### Passage shown:
--- START ---

Wild Oats’ new location at Brunswick Landing can fit 200 people, double the capacity of its old space in downtown Brunswick. Photo courtesy of Marshall Shepherd

BRUNSWICK — Wild Oats Bakery and Café has moved to Brunswick Landing, site of the former Brunswick Naval Air Station, laying to rest some fears owner Becky Shepherd had about leaving downtown Brunswick.

“We got mixed reactions when we announced it, but I feel like everyone has come around,” said Becky Shepherd. “The people who have come in so far have been very supportive.”

The bakery celebrated the opening of its new location with a ribbon-cutting on Friday.

Although Wild Oats moved out of downtown, Cory King, executive director of Southern Midcoast Maine Chamber, said it has established itself in a booming area of Brunswick.

“About 2,200 people are employed in the Landing and Wild Oats was the thing missing from the Landing,” said King. “Having Wild Oats there now gives people a place to grab coffee, a healthy lunch or have a business meeting.”

The town has seen rapid growth and development at Brunswick Landing, as well as the arrival of dozens of asylum seekers from Africa the previous summer.

“Moving to the Landing is a huge step for us after 30 years in business,” said Becky Shepherd. “There was a lot of concern about moving out of downtown, but I think we made the right choice. Not everyone thought of the Landing as Brunswick, but it is. I feel like we have this opportunity to build on the community we had.”

Wild Oats’ new location, seen here from above, is at 166 Admiral Fitch Ave. Photo courtesy of Marshall Shepherd

The new space at 166 Admiral Fitch Ave. is more than double the size of the cafe’s former location in the Tontine Mall on Maine Street in Brunswick. Although the café isn’t allowing in-house seating due to COVID-19 restrictions, eventually the business will seat over 200 people inside. The old location could fit up to 100 people, Becky Shepherd said.

“We’re loving all the space we have to work with because it makes our jobs much easier,” said Becky Shepherd. “Our old location was incredibly tight so we had to use every surface we could.”

Dave and Becky Shepherd opened Wild Oats at the Tontine Mall in 1991 as “Wild O.A.T.S.” (Original And Tasty Stuff), “with the intention of providing a central meeting place, where all would be welcome,” according to the website.

The business has grown substantially over the years, weathering downturns, such as the closure of the Navy base and the recession of 2008, while prospering through the upswings like a recent focus on “buying local” and the revival of downtowns, to become a local landmark of sorts.

When the COVID-19 pandemic hit Maine in March, Becky Shepherd said business slowed to “a trickle,” forcing her to cut her staff of 60 down to five because that’s all she could fit safely in the kitchen.

--- END ---

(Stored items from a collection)
--- START ---

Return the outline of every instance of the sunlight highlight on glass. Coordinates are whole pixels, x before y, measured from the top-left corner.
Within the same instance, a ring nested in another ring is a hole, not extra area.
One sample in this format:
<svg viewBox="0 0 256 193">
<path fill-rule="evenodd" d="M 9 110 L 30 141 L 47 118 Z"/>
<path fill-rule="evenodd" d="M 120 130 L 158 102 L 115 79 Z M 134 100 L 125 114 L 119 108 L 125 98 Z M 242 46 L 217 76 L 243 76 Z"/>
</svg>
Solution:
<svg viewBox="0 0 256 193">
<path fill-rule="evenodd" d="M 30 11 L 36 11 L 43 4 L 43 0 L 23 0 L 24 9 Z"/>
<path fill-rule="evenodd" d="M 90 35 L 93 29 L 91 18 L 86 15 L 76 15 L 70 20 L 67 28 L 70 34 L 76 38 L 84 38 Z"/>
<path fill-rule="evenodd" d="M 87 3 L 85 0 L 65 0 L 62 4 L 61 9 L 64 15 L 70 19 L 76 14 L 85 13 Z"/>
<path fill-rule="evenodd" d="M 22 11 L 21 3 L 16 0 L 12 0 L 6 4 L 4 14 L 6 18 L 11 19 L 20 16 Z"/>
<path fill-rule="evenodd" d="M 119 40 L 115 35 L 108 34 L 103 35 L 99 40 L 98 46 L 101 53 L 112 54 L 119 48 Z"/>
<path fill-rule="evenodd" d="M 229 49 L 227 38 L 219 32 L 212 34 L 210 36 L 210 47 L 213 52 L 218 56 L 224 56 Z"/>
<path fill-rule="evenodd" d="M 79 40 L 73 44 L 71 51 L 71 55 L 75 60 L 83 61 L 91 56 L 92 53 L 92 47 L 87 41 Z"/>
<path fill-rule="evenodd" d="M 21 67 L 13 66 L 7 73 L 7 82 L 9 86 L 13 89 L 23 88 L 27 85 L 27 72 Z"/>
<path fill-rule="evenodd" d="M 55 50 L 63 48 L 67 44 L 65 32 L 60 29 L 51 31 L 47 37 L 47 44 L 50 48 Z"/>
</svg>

--- END ---

### Exercises:
1. In the Wild Oats article, to how many staff members did Becky Shepherd cut her team when the COVID-19 pandemic reached Maine?
2. Extend the Wild Oats article, picking up right after its final sentence.
These rows have no connection to the Wild Oats article.

### Task responses:
1. She cut her staff of 60 down to five.

2.
“We had a skeletal staff then we eventually built our staff up to half,” she said. “Now that we’re in our new location, we’re hiring back up to our former self.”

Marshall Shepherd, Becky Shepherd’s son, said the new location is also more accessible for people of all ages, something he “didn’t realize we were lacking it until we moved into the new space.”

“A large part of our customers are the elderly and we’ve realized parking at the new location is much easier compared to our old location,” he said. “This location is much more family friendly as well. I’m the father of young children and it’s much easier to get a stroller in here compared to the old location, which didn’t have ramps.”

Wild Oats owner Becky Shepherd, prepares to cut the ribbon to mark the opening of the cafe’s new location. She is flanked by Deb King (L), head of Brunswick Downtown Association, and John Eldridge, Brunswick town manager. Photo courtesy of Marshall Shepherd

King said he isn’t concerned about Wild Oats’ previous location because he suspects that storefront will “fill right back up because downtown Brunswick is a place where people want to be.”

Daniel Catlin, owner of the Tontine Mall and CEO of Commercial Properties, Inc., said the company has “received interest from several businesses with similar offerings, comparable to Wild Oats’ bakery and luncheon mainstays” but didn’t name what those businesses are.

“We are confident that we will find a suitable tenant to replace Wild Oats’ business in the coming weeks,” Catlin said in an email.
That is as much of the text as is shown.